* [PASSAGE SHOWN]:
++++++++++++++++++++

However, the user should have some control over what to show in mission
control and elsewhere -- namely the k most recently accessed applications
(whether or not they are running).

------
mahrain
This will be wonderful for new Mac users, Windows-to-Mac switchers and other
non-technical people on a Mac. Countless times I have been asked to fix
customers' aging systems only to find that nearly all applications in the
Adobe Creative Suite were running simultaneously with 1GB of RAM, that kind of
thing. And plenty of other apps on the side. This step might be very helpful
to these users who don't actively manage resources or expect an app to quit
when they close the last window (as is customary in Windows operating
systems).

------
mark_l_watson
I mostly use my MBP for Java, Lisp, and Ruby development and I like Lion,
after about 10 days with it. Reopening applications where they were before
seemed lame at first, now I like it. Same for showing the last bit of text in
Terminal windows.

One thing that I really like is FileVault 2. I have a lot of sensitive data
for several clients on my laptop (SSH keys set up for their servers, AWS
credentials, proprietary materials, etc.) and I used to go through a tortuous
process of having encrypted file volumes that I had symbolic links to files on
the volumes. I wasted a good 3 or 4 minutes a day with this. I set up
FileVault 2 and encrypted all of the external disks that I rotate for
TimeMachine backups (I tend to use one for a few days, switch to another, keep
rotating), and now I just keep everything on my permanent disk partition. One
hassle: I lost my time Machine "history" because the conversion process to
encrypted external disks requires a reformat; I thought that it was worth it.

------
jsz0
I've been using Lion since the early DP releases and I've never had auto-
termination kick in. I tend to leave apps open for very long periods of time.
GarageBand has been running for at least 2 weeks and it's still running. I
know it's been at least a week since I used it last. This machine has a lot of
RAM so possibly it's working off the amount of free memory available? If so
that seems like a smart feature to me. If you have 8-12GB of RAM you'll
probably never see auto-termination in action. If you have 4GB you'll see it
now and again. If you have 2GB you'll see it a lot but your machine will
likely be running much better. On my old MacBook Air with 2GB the first thing
I did when it got bogged down was to quit unused applications so...

------
warmfuzzykitten
The obvious fix for auto-close is to make applications close immediately when,
and only when, the last window is closed. Then the user can associate it with
an action they took. But the business of closing apps because windows are
minimized is just creepy.

As to auto-save, get over it. I never want to lose another hour of work
because I haven't saved and a damn app crashes or hangs. The model that Google
Docs uses works for me. It auto-saves periodically (the saved state is visible
at all times) and the user can save more often if desired. But it would be
fine with me if Lion somehow managed to save continuously (and performantly)

++++++++++++++++++++

* [LISTING]:
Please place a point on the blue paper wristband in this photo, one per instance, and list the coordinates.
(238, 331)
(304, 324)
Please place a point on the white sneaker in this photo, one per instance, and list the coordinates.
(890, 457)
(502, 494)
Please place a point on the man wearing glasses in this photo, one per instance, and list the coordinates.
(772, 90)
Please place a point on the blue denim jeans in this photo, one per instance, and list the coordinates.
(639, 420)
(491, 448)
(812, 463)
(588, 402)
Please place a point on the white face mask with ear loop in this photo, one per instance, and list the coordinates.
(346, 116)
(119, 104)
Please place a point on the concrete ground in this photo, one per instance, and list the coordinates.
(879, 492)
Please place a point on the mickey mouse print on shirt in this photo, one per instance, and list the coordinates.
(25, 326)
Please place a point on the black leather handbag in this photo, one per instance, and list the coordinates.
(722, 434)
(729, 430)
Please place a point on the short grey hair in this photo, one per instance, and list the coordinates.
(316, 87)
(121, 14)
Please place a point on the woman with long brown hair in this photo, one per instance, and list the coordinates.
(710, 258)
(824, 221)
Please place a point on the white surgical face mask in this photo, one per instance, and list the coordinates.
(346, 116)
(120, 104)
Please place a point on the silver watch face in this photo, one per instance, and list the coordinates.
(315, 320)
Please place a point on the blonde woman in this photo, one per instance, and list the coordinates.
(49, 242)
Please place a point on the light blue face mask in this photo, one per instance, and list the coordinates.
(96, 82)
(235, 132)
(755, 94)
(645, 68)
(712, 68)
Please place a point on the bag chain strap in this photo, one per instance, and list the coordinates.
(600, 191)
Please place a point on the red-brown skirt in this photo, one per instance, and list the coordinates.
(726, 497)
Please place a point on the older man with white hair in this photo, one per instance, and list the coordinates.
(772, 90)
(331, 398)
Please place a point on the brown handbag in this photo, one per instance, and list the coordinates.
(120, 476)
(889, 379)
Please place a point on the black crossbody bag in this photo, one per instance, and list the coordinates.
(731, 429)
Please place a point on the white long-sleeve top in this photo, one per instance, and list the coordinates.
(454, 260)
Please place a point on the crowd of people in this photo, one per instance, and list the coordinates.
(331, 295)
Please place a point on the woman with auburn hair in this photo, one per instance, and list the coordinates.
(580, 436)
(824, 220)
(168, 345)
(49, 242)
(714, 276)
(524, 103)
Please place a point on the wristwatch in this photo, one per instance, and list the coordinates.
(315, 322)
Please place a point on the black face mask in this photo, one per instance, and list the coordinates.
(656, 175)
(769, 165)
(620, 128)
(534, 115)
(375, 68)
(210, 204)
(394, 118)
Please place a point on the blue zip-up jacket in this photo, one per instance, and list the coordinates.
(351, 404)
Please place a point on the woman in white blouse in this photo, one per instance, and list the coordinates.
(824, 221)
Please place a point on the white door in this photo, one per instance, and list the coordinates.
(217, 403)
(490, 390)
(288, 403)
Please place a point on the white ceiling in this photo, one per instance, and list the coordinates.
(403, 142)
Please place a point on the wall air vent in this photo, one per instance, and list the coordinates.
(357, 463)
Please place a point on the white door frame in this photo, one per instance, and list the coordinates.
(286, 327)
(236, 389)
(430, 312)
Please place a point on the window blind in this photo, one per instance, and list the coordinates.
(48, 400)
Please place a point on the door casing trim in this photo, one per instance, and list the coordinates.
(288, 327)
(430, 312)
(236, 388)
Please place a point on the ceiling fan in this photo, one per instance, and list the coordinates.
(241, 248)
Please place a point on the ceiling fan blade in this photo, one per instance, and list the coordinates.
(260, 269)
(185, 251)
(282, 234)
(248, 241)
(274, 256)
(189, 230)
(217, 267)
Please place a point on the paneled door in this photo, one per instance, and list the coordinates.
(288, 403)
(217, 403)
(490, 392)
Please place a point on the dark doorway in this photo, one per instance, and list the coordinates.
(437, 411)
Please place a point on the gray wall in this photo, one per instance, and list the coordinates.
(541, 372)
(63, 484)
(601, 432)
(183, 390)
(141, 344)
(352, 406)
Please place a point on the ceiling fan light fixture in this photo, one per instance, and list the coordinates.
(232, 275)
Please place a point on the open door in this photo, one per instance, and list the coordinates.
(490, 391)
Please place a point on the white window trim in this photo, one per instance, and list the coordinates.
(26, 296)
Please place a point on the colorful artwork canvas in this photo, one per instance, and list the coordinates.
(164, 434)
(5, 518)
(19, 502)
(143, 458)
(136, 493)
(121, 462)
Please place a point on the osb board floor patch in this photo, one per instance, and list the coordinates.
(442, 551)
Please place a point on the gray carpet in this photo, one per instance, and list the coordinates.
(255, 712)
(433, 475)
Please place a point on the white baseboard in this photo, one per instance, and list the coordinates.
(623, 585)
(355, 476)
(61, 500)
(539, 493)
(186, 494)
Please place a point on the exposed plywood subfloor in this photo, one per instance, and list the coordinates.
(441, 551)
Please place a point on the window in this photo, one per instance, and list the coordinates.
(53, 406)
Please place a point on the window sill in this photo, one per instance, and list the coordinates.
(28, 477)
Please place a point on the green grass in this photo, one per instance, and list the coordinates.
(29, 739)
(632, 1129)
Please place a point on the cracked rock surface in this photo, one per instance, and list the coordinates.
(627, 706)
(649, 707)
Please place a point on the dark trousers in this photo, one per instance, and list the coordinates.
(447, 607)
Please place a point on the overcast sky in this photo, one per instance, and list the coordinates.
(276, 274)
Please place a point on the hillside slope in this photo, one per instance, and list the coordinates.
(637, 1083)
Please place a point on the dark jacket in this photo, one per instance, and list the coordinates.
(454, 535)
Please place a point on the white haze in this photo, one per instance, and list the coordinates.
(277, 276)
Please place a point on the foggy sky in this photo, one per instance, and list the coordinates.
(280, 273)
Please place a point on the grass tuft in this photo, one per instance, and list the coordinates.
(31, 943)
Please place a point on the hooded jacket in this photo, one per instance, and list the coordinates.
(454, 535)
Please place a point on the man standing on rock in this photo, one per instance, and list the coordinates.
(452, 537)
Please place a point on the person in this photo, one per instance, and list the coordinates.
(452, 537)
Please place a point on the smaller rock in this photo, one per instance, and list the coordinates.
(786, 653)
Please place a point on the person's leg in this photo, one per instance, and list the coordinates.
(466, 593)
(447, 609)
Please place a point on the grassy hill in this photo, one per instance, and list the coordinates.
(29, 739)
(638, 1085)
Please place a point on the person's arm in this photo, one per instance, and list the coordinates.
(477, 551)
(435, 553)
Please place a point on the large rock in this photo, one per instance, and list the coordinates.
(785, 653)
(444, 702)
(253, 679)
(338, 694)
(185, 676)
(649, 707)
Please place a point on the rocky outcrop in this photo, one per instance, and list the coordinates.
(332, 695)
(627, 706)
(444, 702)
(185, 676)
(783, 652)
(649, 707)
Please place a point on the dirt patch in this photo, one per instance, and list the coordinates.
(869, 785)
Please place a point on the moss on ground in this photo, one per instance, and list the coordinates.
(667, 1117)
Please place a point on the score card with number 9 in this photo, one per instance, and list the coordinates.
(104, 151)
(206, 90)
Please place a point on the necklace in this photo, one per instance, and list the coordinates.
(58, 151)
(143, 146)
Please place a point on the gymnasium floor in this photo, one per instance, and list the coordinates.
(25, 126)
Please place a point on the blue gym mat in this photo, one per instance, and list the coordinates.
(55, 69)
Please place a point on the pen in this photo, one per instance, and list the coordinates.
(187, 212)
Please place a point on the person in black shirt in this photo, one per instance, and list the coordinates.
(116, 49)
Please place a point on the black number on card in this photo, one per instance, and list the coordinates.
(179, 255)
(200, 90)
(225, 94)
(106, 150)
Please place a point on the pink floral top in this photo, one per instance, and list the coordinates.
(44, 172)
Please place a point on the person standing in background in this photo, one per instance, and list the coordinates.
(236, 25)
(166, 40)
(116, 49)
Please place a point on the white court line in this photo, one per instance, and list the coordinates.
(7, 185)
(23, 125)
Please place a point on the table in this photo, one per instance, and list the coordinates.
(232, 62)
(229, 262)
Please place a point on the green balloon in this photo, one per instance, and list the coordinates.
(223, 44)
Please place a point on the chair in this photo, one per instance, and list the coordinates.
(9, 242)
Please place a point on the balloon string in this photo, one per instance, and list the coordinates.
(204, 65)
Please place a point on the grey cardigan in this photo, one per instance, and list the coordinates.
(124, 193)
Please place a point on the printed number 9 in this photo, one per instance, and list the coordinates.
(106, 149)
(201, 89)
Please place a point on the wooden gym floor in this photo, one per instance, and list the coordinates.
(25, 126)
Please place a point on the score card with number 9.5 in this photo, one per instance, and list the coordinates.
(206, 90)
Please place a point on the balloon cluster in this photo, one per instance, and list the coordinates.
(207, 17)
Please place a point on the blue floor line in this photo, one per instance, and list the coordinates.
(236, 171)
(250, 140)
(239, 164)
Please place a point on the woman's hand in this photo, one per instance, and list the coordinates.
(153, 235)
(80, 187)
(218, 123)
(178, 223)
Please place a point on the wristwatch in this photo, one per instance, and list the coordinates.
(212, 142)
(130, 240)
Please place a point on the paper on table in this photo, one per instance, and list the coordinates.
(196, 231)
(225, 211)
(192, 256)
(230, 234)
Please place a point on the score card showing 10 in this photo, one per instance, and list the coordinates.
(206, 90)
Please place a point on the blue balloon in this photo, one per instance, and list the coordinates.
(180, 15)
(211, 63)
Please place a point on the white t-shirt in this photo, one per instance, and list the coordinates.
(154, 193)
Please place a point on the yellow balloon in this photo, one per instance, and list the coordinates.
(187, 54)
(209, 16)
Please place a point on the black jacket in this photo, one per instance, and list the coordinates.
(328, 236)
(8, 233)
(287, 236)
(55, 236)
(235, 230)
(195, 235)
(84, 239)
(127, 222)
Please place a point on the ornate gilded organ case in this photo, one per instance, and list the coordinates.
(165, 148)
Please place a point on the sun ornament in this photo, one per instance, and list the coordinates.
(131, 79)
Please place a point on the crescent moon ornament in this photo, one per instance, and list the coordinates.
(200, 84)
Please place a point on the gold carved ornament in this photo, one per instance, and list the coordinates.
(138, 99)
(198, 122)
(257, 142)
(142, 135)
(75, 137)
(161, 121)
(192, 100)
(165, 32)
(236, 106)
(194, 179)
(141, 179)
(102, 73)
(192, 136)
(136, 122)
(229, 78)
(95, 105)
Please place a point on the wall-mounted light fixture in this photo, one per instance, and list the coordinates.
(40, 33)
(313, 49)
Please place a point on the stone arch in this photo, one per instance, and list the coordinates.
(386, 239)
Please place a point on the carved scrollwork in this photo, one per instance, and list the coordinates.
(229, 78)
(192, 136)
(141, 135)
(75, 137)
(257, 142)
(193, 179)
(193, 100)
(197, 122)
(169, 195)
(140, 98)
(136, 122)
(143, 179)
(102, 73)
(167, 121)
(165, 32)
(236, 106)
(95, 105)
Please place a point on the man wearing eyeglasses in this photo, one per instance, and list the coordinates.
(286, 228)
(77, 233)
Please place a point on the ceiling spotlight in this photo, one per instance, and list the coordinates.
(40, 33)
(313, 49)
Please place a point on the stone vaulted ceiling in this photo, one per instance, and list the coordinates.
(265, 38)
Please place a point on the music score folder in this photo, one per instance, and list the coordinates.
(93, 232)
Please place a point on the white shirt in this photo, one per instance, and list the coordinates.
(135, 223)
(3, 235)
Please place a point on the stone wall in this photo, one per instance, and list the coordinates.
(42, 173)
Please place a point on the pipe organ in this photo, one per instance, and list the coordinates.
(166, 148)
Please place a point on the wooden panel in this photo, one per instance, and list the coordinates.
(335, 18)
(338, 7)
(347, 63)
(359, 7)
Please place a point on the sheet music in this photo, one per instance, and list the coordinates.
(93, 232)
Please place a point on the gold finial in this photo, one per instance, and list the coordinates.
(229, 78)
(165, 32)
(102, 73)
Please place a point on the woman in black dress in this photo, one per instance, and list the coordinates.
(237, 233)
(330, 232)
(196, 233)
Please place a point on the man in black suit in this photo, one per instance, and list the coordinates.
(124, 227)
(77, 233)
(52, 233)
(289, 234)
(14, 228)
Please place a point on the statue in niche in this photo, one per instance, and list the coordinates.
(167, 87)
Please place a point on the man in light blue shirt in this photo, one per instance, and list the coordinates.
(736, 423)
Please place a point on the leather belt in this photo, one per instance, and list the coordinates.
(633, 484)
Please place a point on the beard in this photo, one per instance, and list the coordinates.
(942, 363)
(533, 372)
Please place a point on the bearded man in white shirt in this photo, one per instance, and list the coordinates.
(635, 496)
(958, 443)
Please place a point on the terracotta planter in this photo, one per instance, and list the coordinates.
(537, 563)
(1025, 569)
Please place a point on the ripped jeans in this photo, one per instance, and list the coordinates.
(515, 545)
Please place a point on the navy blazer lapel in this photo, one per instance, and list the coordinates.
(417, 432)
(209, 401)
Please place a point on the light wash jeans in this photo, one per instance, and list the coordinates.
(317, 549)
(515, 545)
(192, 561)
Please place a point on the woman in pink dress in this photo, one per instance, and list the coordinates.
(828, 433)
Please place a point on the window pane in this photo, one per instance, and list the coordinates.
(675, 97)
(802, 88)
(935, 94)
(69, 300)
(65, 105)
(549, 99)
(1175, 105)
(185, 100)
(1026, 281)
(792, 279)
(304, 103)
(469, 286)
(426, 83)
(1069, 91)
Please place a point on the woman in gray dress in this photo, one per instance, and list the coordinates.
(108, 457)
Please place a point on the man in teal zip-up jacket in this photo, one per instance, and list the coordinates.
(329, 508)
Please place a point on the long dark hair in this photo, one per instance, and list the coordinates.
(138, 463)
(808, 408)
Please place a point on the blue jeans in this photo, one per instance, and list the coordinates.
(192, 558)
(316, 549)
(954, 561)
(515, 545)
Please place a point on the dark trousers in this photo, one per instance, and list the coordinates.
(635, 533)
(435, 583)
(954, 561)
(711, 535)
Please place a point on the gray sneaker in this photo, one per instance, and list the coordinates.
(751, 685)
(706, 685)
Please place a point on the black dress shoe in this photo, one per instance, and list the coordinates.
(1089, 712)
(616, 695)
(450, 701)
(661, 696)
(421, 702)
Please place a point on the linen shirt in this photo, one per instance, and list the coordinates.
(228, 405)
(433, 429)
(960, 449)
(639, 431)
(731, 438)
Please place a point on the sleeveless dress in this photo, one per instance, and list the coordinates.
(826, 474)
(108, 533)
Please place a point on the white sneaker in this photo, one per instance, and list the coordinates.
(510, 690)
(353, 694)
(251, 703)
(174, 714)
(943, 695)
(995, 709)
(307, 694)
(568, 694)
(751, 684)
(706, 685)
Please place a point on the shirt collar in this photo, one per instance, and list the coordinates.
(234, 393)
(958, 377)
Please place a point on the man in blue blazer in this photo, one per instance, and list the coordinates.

++++++++++++++++++++

* [CHALLENGES]:
1. According to the forum thread, how long had GarageBand been running on the poster's machine?
2. Pick out every line of the listing that contains the word "carved", matching case exactly.

* [ANSWERS]:
1. At least two weeks.

2.
Please place a point on the gold carved ornament in this photo, one per instance, and list the coordinates.
Please place a point on the carved scrollwork in this photo, one per instance, and list the coordinates.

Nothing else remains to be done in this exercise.